• _EXERCISE REQUIREMENTS_
A faithful copy is needed. Set down all of the data below exactly.

• _EXERCISE INPUTS_

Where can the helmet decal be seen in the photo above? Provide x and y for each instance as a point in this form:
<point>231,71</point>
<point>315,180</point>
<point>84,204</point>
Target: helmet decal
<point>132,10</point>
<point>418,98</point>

• _RESPONSE_
Where can the helmet decal be seen in the photo above? Provide x and y for each instance as a point in this form:
<point>231,71</point>
<point>315,180</point>
<point>84,204</point>
Target: helmet decal
<point>132,10</point>
<point>418,98</point>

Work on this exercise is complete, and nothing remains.